Dataset extract:
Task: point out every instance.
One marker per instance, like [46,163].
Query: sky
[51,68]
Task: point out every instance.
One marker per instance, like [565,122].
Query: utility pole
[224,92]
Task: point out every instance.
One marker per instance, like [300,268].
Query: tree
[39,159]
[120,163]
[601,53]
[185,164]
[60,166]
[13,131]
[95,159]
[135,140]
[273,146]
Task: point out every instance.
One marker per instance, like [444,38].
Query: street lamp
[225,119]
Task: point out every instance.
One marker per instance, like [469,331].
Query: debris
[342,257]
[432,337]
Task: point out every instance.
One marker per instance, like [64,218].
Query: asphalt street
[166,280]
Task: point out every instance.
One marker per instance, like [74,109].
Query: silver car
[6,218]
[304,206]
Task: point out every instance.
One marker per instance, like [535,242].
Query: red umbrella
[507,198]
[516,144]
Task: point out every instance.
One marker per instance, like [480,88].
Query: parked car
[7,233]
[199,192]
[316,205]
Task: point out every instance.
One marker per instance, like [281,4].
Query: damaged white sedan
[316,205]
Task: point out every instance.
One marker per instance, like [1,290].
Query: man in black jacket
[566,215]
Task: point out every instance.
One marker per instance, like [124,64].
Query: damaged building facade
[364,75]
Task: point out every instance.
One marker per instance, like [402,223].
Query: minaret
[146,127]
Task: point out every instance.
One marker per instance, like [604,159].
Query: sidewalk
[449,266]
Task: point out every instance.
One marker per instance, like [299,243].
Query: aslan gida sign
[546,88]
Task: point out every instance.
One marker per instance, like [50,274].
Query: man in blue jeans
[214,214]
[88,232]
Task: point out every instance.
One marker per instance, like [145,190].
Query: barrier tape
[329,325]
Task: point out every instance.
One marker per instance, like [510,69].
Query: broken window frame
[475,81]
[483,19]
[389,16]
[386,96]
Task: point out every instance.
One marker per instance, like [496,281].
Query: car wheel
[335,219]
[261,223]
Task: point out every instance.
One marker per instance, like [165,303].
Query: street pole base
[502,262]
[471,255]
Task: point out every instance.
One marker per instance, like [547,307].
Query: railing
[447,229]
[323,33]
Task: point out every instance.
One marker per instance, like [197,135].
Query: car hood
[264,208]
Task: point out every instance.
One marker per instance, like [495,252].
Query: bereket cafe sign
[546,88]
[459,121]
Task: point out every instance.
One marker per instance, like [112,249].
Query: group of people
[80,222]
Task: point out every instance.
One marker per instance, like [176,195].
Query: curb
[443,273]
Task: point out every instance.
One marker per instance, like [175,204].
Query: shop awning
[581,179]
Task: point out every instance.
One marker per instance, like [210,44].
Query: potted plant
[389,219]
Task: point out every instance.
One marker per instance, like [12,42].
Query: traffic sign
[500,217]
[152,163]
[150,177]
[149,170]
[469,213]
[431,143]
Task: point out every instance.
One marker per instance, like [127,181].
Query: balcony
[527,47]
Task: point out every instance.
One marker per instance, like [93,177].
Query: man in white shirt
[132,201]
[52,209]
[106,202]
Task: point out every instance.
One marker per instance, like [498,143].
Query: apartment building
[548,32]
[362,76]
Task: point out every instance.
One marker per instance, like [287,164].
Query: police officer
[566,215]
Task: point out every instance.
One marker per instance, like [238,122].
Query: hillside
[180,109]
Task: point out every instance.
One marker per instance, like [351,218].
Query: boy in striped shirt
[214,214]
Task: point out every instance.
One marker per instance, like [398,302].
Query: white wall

Requirements: Make an exact copy of all the data.

Answer to this exercise:
Task: point out every instance.
One marker per instance, like [46,163].
Query: sky
[51,68]
Task: point out every instance.
One marker per instance, like [565,122].
Query: utility pole
[224,92]
Task: point out every instance.
One marker per instance, like [300,268].
Query: tree
[39,159]
[120,163]
[601,53]
[185,164]
[60,166]
[13,131]
[95,159]
[135,140]
[273,146]
Task: point out every instance.
One marker per instance, like [444,38].
Query: street lamp
[225,119]
Task: point out every instance.
One marker per instance, like [469,331].
Query: debris
[342,257]
[432,337]
Task: point out every instance.
One marker per instance, like [64,218].
Query: asphalt street
[166,280]
Task: point out every instance.
One marker per instance, like [74,109].
Query: silver car
[6,218]
[304,206]
Task: point out every instance.
One marker per instance, like [535,242].
Query: red umbrella
[507,198]
[516,144]
Task: point out every instance.
One marker per instance, like [480,88].
Query: parked car
[7,233]
[199,192]
[316,205]
Task: point out every instance.
One marker per instance, like [281,4].
Query: damaged white sedan
[316,205]
Task: point out every instance.
One marker per instance, like [1,290].
Query: man in black jacket
[566,215]
Task: point out every instance.
One marker per instance, like [124,64].
Query: damaged building facade
[364,75]
Task: point out every instance.
One marker per instance, like [402,223].
Query: minaret
[146,127]
Task: point out every instance.
One marker per instance, like [604,159].
Query: sidewalk
[449,266]
Task: point out every instance.
One marker per instance, like [299,243].
Query: aslan gida sign
[546,88]
Task: point out every instance.
One marker per instance, like [50,274].
Query: man in blue jeans
[214,214]
[88,232]
Task: point out every instance.
One marker per instance, like [145,190].
Query: barrier tape
[329,325]
Task: point out every instance.
One marker per instance, like [510,69].
Query: broken window frame
[475,81]
[483,19]
[389,16]
[386,96]
Task: point out every instance.
One marker per instance, like [496,281].
Query: car wheel
[335,219]
[261,223]
Task: point out every instance.
One marker per instance, like [165,303].
Query: street pole base
[502,262]
[471,255]
Task: point out every instance.
One marker per instance, like [547,307].
Query: railing
[447,229]
[323,33]
Task: point out every instance.
One marker per instance, like [197,135].
Query: car hood
[264,208]
Task: point out every instance.
One marker per instance, like [495,252].
Query: bereket cafe sign
[546,88]
[459,121]
Task: point out every instance.
One marker per instance, like [112,249].
Query: group of people
[80,222]
Task: point out every instance.
One marker per instance, like [176,195].
Query: curb
[443,273]
Task: point out every instance.
One marker per instance, like [175,204].
Query: shop awning
[581,179]
Task: point out every instance.
One marker per instance, like [210,44].
Query: potted plant
[389,219]
Task: point out every instance.
One marker per instance, like [12,42].
Query: traffic sign
[500,217]
[152,163]
[150,177]
[149,170]
[469,213]
[431,143]
Task: point out every instance.
One marker per instance, like [127,181].
Query: balcony
[527,47]
Task: point out every instance.
One marker per instance, like [93,177].
Query: man in white shirt
[132,201]
[52,209]
[106,202]
Task: point out every instance.
One marker per instance, like [498,143].
Query: apartment building
[548,32]
[362,76]
Task: point out every instance.
One marker per instance, like [287,164].
Query: police officer
[566,215]
Task: point out every instance.
One marker per instance, like [238,122].
Query: hillside
[180,109]
Task: point out every instance.
One marker per instance, like [351,218].
Query: boy in striped shirt
[214,214]
Task: point out every instance.
One marker per instance, like [398,302].
Query: white wall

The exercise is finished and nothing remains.